--- Start ---
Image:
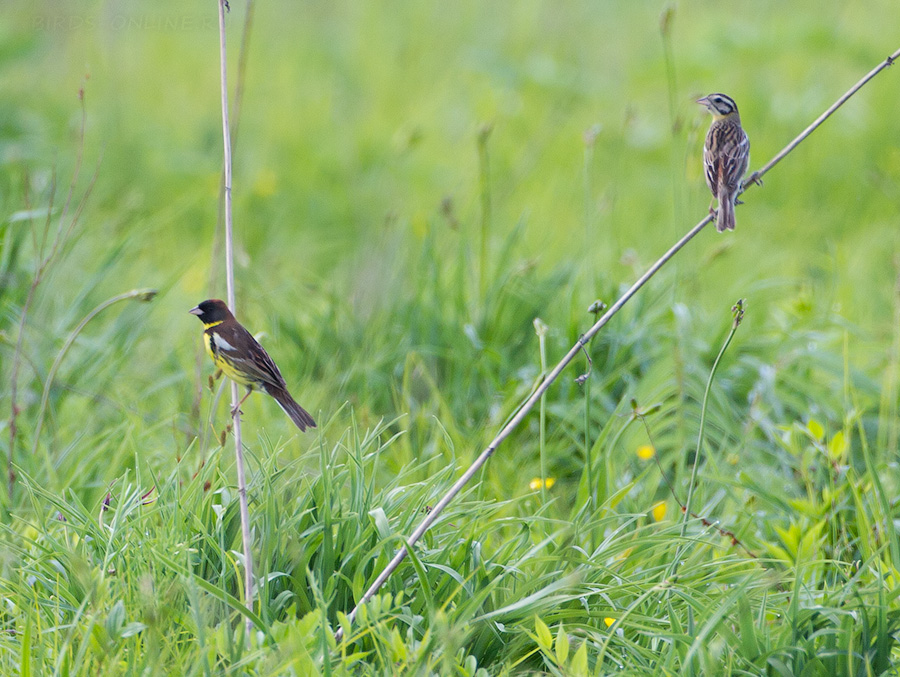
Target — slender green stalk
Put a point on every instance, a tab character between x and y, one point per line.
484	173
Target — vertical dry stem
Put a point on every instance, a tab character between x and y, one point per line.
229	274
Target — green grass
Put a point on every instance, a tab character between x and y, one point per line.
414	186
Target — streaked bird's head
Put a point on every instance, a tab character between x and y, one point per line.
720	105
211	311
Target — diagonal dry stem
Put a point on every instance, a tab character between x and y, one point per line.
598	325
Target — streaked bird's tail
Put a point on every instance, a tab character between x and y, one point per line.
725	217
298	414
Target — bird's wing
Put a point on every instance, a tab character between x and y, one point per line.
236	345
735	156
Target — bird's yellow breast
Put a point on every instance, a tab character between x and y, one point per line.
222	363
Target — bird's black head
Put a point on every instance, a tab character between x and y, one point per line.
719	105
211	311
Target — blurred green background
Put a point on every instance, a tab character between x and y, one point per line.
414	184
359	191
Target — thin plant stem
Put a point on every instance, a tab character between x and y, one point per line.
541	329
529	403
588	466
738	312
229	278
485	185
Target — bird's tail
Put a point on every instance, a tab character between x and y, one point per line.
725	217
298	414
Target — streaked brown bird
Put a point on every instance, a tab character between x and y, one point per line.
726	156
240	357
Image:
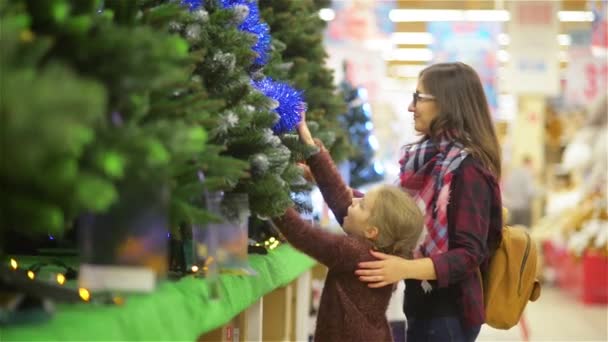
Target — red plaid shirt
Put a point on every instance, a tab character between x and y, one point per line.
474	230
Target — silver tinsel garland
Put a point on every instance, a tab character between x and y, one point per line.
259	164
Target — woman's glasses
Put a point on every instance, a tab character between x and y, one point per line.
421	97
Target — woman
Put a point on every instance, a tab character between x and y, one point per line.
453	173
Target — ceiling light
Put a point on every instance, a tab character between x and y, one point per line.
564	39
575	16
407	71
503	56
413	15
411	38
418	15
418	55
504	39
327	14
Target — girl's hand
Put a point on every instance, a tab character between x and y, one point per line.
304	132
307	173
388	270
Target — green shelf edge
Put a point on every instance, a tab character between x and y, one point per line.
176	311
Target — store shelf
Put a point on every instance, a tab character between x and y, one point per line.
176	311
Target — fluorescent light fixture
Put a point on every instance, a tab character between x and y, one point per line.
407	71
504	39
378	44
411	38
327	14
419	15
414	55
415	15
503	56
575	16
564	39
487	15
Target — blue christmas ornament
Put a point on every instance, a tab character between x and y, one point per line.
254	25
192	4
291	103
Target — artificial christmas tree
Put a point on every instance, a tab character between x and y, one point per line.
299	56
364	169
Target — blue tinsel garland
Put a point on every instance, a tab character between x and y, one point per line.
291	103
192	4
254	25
--- End ---
--- Start ---
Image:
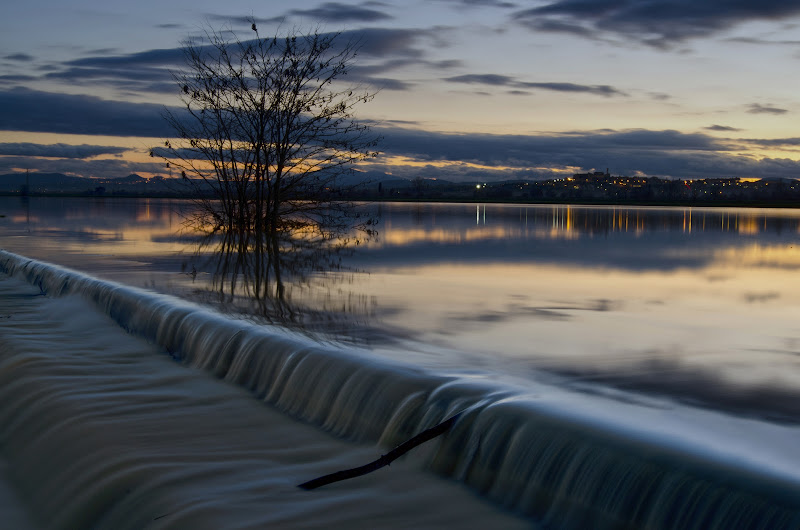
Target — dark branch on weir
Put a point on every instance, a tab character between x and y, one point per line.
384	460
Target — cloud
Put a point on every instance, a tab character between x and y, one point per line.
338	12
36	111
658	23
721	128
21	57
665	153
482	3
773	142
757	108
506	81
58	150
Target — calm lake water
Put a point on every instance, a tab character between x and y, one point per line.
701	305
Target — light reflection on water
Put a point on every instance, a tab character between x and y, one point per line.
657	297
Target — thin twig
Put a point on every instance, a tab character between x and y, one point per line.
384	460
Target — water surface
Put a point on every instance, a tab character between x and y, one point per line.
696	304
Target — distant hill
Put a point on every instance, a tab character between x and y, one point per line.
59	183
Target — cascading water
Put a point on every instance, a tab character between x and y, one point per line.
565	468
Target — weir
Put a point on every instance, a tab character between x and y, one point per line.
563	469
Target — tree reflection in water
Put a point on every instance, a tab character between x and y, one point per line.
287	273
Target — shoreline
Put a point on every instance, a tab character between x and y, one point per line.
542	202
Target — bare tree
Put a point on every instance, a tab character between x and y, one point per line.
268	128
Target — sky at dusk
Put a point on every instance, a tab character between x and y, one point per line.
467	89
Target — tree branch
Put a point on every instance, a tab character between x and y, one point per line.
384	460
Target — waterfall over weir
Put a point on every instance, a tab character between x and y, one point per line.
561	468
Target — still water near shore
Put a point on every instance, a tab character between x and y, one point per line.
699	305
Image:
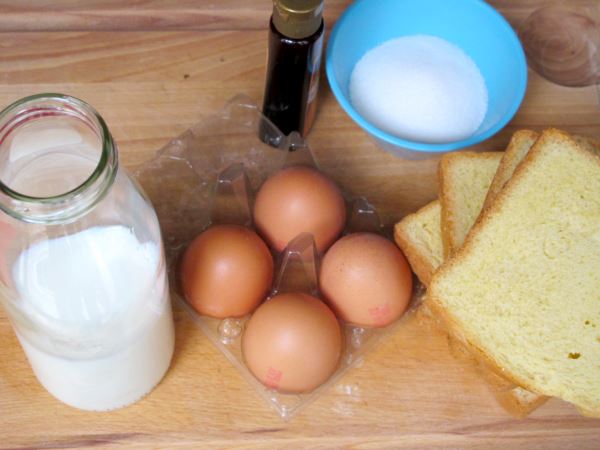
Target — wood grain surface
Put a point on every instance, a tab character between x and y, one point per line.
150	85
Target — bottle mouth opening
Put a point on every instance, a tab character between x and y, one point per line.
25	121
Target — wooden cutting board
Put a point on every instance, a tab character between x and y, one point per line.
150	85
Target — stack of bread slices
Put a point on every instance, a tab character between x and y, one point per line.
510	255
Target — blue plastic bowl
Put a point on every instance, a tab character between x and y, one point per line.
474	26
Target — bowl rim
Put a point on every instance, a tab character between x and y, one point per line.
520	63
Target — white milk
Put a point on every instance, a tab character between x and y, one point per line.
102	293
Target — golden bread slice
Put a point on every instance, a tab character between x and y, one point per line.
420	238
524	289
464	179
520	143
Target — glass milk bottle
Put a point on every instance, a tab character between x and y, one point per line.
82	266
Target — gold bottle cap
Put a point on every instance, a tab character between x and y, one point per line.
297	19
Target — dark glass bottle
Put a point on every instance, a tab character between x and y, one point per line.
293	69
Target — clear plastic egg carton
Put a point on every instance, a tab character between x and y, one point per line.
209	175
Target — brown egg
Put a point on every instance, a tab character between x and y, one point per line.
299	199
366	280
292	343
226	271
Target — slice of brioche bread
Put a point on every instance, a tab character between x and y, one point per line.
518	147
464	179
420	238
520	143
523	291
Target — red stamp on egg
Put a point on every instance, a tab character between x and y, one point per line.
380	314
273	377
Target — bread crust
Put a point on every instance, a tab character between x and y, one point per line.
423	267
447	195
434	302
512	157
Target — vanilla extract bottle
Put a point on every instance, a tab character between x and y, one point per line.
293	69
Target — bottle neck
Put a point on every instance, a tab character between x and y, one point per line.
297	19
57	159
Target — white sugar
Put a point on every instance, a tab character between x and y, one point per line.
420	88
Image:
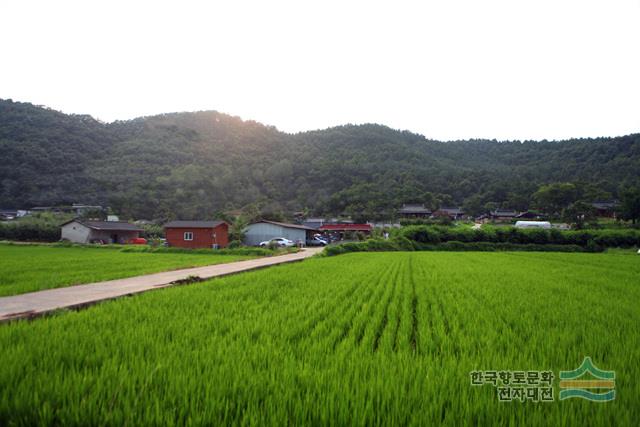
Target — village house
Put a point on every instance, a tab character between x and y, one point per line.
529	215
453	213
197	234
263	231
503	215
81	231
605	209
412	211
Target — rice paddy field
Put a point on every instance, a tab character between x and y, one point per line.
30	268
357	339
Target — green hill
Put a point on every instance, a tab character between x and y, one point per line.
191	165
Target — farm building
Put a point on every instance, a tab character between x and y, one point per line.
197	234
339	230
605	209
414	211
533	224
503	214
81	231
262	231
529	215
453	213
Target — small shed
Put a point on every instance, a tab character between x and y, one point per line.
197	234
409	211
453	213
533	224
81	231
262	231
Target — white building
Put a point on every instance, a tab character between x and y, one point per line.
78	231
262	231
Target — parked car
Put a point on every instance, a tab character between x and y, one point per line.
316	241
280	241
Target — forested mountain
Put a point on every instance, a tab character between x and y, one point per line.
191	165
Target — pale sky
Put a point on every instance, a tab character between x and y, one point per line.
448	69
--- End ---
--- Start ---
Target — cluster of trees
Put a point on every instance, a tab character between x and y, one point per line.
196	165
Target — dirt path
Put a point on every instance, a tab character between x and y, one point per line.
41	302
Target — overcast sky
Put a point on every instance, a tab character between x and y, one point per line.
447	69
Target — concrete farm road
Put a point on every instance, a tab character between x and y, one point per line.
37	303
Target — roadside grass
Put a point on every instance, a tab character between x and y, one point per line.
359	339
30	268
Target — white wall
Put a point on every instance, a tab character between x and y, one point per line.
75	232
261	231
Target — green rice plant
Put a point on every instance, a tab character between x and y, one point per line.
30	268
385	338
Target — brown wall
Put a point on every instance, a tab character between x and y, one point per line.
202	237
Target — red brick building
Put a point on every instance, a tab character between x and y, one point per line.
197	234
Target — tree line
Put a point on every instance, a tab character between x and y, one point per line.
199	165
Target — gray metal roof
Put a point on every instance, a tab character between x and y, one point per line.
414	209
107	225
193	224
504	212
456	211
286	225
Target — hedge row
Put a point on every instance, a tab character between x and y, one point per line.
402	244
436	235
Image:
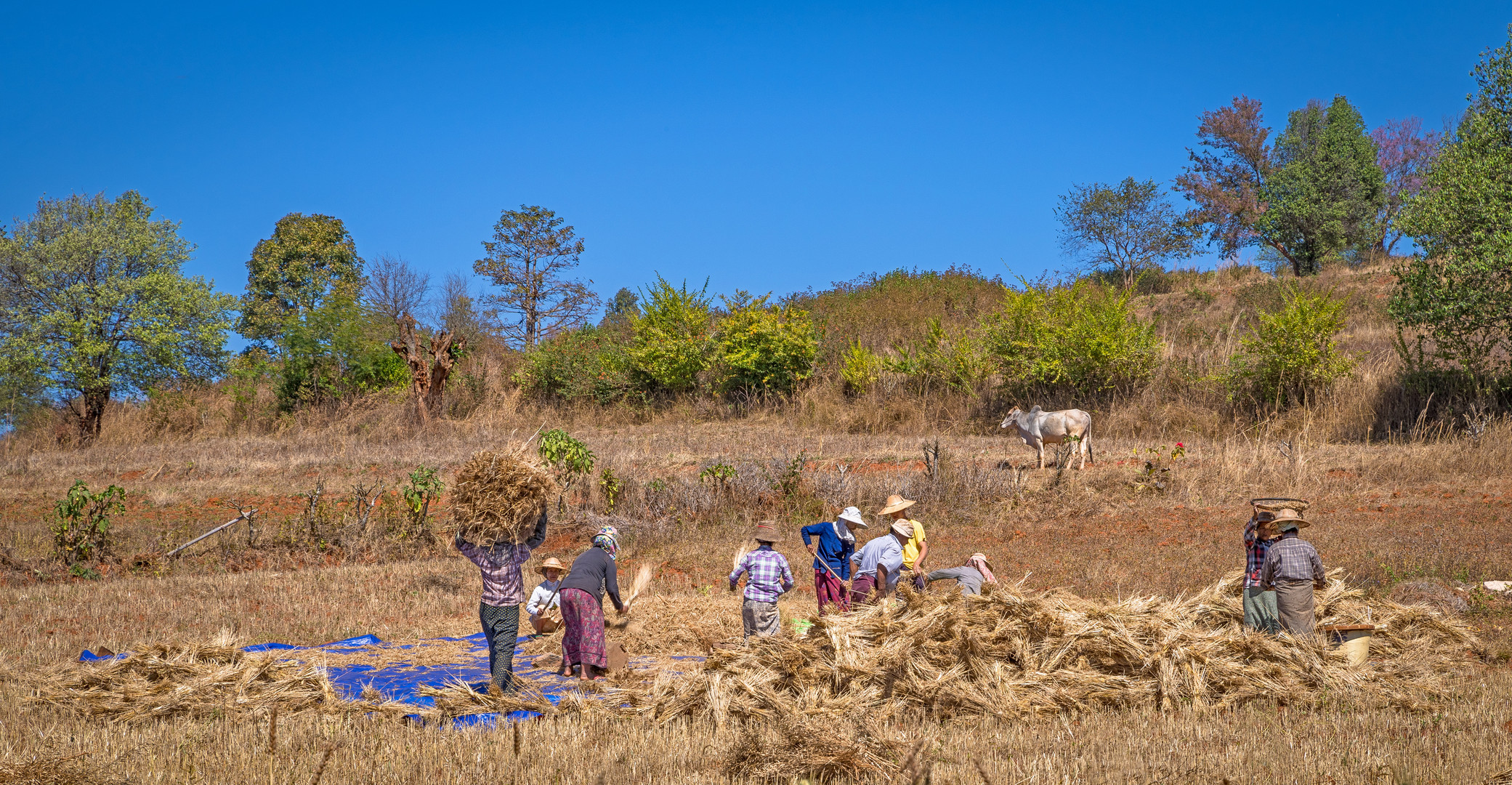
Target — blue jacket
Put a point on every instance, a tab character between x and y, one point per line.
--- End ---
Gather every line from the items above that contains the word "streaked". Treat uppercase and lowercase letters as different.

### Correct answer
Target — streaked bird's head
Target — streaked bird's tail
Target — streaked brown bird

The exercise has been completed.